*WRITTEN REQUEST 1*
List every function that the Win32 Q&A article mentions by name.

*SOURCE*

Win32 Q & A

This article may contain URLs that were valid when originally published, but now link to sites or pages that no longer exist. To maintain the flow of the article, we've left these URLs in the text, but disabled the links.

July 1996

Jeffrey Richter wrote Advanced Windows (Microsoft Press, 1995) and Windows 95: A Developer's Guide (M&T Books, 1995). Jeff is a consultant and teaches Win32-based programming seminars. He can be reached at v-jeffrr@microsoft.com.

QIn your March 1996 column, you wrote about the problems associated with using the TerminateThread function to kill a thread. You specifically mentioned the ill effects this could have during a call to malloc because of a critical section malloc uses to serialize access to the heap.

I noticed that critical sections were not implemented properly in Windows¨ 95. Specifically, the abandonment of a critical section under Windows 95 does not cause all other threads contending for the object to block indefinitely. This behavior is not implied by the Win32¨ documentation, and Windows NT¨ certainly doesn't behave this way.

This could have profound effects on the malloc case that you described. Imagine that a thread is killed when malloc has serialized access to the heap by grabbing the aforementioned critical section object. There is no telling what weird state the heap manager might be in. However, under Windows 95, future calls to malloc and other heap-manipulating functions will inherit the manager in this weird state and chaos may ensue.

The worst part is that, unlike a mutex, the next receiver of the critical section has no way of testing the object for abandonment. I tried digging around in the _RTL_CRITI-CAL_SECTION structure at run time for some clues about this behavior. I thought about writing a thin wrapper for EnterCriticalSection that watches and validates the owner member of this structure before actually trying to grab the critical section object. The effect would be similar, I assumed, to the new TryEnterCriticalSection function to be introduced with the next version of Windows NT. Unfortunately, the structure seems to be used actively by the OS under Windows NT but not under Windows 95.

Please let me know how Microsoft intends to deal with this problem in the future and how I might work around it until a fix is available. Critical sections are great for speed when there is no contention, but I'm not sure I feel safe using them under Windows 95.

I'm using a mutex until I hear from you.

*ROWS*
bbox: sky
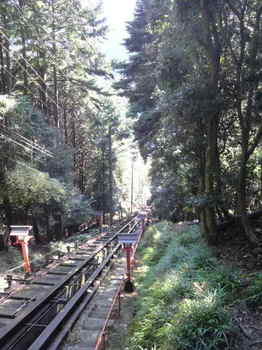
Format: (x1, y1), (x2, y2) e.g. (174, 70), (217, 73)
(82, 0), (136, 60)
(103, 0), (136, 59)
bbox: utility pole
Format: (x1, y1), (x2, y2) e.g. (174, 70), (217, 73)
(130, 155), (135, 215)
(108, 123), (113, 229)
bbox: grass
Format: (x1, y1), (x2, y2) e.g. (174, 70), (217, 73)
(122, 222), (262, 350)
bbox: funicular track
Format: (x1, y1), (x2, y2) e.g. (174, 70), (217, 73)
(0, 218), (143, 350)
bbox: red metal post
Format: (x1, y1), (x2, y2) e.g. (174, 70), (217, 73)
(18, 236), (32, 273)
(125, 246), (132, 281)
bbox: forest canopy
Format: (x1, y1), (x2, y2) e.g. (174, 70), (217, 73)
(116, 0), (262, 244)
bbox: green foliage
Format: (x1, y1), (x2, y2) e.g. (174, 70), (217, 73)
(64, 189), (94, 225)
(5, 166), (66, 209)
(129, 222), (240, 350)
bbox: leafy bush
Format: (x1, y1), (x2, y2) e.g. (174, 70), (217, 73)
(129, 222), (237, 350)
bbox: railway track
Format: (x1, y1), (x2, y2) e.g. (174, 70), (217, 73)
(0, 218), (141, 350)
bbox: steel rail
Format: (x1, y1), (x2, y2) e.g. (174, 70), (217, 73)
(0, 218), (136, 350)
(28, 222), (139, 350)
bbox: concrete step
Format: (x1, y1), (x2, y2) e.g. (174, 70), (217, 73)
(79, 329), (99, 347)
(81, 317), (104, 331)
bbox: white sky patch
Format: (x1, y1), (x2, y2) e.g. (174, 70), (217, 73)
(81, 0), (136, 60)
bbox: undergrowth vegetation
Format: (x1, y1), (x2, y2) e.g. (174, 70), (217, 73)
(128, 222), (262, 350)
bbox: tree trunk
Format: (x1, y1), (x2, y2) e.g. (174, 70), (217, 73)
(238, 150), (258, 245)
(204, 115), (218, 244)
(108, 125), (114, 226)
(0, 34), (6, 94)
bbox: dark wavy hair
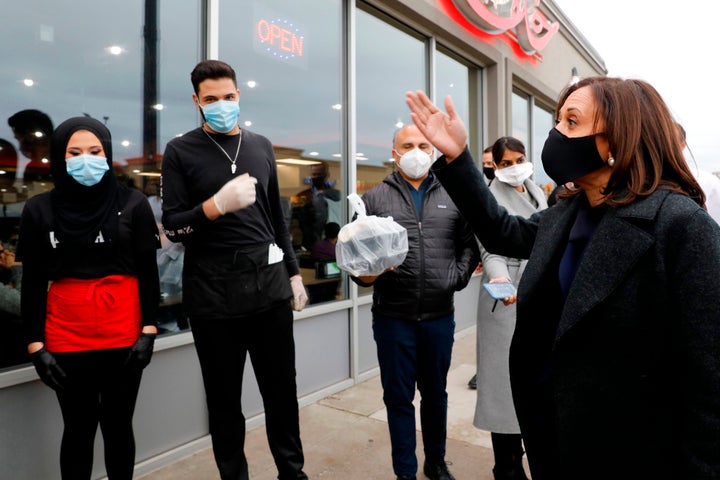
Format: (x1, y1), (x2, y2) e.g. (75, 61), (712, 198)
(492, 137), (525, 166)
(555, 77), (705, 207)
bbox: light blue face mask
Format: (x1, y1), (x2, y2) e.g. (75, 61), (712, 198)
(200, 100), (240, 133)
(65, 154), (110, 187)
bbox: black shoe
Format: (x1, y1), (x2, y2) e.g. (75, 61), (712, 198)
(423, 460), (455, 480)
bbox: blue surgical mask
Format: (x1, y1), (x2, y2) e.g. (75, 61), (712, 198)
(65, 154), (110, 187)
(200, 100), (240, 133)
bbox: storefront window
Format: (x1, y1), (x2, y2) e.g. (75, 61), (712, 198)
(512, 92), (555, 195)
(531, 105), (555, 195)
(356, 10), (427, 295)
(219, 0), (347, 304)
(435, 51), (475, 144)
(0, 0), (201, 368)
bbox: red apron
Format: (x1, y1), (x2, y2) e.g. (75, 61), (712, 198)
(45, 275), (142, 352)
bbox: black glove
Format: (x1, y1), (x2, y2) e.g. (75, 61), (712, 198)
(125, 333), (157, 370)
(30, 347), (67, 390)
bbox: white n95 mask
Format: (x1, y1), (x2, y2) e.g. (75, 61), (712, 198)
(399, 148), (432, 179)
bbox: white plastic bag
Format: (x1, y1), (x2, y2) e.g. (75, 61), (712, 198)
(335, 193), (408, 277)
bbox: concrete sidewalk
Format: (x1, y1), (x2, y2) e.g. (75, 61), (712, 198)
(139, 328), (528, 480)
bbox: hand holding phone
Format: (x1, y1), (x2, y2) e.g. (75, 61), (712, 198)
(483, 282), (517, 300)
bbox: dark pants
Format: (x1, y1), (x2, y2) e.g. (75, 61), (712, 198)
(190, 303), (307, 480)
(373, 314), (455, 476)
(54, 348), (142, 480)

*WRITTEN REQUEST 2*
Rewrite the listing entries starting at the line that contains "bbox: black shoe" and ending at the line that contains "(0, 0), (201, 368)", requests included. Multiply every bounding-box coordinate in the answers by 1.2 and round to whole numbers, with halves rounded up.

*WRITTEN SOLUTION 1*
TerminateThread
malloc
EnterCriticalSection
TryEnterCriticalSection

*WRITTEN SOLUTION 2*
bbox: black shoe
Format: (x1, y1), (x2, y2) e.g. (75, 61), (712, 198)
(508, 552), (546, 576)
bbox: blue surgical mask
Format: (x1, y1), (x2, y2) e.g. (75, 61), (712, 198)
(78, 185), (132, 224)
(240, 120), (288, 160)
bbox: storefront window
Format: (x1, y1), (x2, y2) e.g. (75, 61), (712, 198)
(614, 110), (666, 234)
(637, 126), (666, 234)
(427, 12), (512, 354)
(263, 0), (416, 365)
(522, 61), (570, 173)
(0, 0), (241, 442)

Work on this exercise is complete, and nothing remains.